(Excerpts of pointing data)
START
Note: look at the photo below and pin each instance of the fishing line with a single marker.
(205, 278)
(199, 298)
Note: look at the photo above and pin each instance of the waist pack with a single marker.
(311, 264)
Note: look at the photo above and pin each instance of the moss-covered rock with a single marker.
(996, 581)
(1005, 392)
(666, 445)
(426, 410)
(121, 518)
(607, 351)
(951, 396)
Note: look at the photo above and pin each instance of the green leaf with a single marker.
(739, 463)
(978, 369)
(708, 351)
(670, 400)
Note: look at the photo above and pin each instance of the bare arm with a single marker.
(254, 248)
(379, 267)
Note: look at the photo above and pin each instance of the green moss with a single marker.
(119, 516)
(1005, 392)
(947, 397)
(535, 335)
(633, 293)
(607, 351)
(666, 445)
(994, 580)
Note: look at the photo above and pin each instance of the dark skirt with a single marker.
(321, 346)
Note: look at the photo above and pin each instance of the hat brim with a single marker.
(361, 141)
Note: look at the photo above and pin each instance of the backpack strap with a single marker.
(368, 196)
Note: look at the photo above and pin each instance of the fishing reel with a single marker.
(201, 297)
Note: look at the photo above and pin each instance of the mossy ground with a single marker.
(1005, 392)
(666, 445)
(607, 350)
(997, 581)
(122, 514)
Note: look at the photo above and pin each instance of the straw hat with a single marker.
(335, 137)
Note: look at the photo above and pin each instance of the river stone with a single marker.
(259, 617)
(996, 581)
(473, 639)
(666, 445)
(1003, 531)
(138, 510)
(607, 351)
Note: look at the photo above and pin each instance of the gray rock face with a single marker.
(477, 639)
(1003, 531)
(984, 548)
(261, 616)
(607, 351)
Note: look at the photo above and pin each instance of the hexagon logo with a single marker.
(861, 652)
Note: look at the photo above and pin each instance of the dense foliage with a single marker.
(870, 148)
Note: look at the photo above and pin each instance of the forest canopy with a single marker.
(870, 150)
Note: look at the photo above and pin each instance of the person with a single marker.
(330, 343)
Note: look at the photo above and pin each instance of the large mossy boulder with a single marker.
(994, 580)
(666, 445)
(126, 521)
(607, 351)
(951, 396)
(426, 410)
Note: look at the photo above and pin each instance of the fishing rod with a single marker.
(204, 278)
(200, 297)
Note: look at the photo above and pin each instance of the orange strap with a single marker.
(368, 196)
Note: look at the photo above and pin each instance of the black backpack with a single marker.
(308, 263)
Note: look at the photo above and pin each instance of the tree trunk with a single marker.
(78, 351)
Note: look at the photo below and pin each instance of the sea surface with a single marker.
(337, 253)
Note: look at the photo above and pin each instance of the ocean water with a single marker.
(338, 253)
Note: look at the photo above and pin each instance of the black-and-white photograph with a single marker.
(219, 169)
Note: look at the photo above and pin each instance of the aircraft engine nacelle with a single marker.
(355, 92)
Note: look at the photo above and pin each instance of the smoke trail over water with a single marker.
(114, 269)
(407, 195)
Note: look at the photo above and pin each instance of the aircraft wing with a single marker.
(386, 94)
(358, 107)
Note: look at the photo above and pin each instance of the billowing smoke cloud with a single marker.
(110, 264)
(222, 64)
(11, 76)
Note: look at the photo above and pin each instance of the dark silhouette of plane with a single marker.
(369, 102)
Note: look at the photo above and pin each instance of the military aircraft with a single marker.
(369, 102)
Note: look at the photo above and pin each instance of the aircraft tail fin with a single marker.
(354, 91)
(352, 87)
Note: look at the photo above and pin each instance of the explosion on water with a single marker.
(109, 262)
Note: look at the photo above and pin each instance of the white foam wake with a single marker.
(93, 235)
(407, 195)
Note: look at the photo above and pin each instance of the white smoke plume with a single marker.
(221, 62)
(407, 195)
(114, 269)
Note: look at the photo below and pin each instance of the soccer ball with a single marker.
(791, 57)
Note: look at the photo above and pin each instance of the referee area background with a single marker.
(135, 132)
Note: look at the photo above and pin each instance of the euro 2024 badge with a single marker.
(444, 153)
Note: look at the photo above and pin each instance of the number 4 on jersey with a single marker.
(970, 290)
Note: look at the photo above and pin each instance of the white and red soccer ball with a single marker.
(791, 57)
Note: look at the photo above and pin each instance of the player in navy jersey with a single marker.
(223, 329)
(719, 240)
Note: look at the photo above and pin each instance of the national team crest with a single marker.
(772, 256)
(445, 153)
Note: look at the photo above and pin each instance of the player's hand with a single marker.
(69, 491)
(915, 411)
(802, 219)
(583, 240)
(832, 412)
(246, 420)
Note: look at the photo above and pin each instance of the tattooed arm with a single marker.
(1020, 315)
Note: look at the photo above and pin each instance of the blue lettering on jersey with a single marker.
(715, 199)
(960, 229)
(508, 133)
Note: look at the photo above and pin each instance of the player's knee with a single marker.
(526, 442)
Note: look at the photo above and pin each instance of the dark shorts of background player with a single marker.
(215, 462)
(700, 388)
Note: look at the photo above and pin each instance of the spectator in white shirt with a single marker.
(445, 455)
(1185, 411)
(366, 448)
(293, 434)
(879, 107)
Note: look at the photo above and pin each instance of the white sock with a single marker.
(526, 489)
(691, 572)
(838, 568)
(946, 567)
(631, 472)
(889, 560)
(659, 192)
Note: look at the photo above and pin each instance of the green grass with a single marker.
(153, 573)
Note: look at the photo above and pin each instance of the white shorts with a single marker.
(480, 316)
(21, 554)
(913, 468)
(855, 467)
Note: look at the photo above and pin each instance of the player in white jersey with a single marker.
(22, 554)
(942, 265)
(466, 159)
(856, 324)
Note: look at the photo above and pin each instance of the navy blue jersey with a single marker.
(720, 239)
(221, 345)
END
▶ TO BE DONE
Reproduce only the lines from the one containing "lettering on jersey with a single marker." through the end of the data, keeping the requests. Multiply every coordinate in the answers by 1.5 and round each result to a whole number, rounding halves up.

▶ ANSWER TO THE TASK
Note: look at the photo above and pin each instance of the blue lettering on jersey with a single marker.
(1073, 299)
(1440, 344)
(762, 200)
Note: look at the photo above and pin each instance of the player's knee with a single marker.
(789, 663)
Note: look at the photo above and pin each instance of the dark shorts of background player with a single marker.
(323, 693)
(1050, 582)
Note: look at the photo above and pin each instance of the spectator in white shirt with a single marker.
(668, 683)
(1778, 617)
(549, 672)
(440, 651)
(1319, 161)
Note: look at the photo above and pin each instance of the white sock with a single marker.
(789, 734)
(1037, 858)
(1257, 852)
(1419, 851)
(947, 708)
(1334, 840)
(989, 288)
Note: look at the photo above and pin each instance of the green grass with a single marker.
(230, 860)
Note: look at the photo above and pin each instance of the white shorts with a single marker.
(720, 474)
(32, 831)
(1370, 702)
(1283, 701)
Note: look at the photo above and pin each instance of the player in white jersey with a single marker.
(33, 831)
(1413, 398)
(699, 239)
(1284, 486)
Note: look at the photo above and pin each instance of the navy blue jersey with a single marker.
(1080, 359)
(332, 518)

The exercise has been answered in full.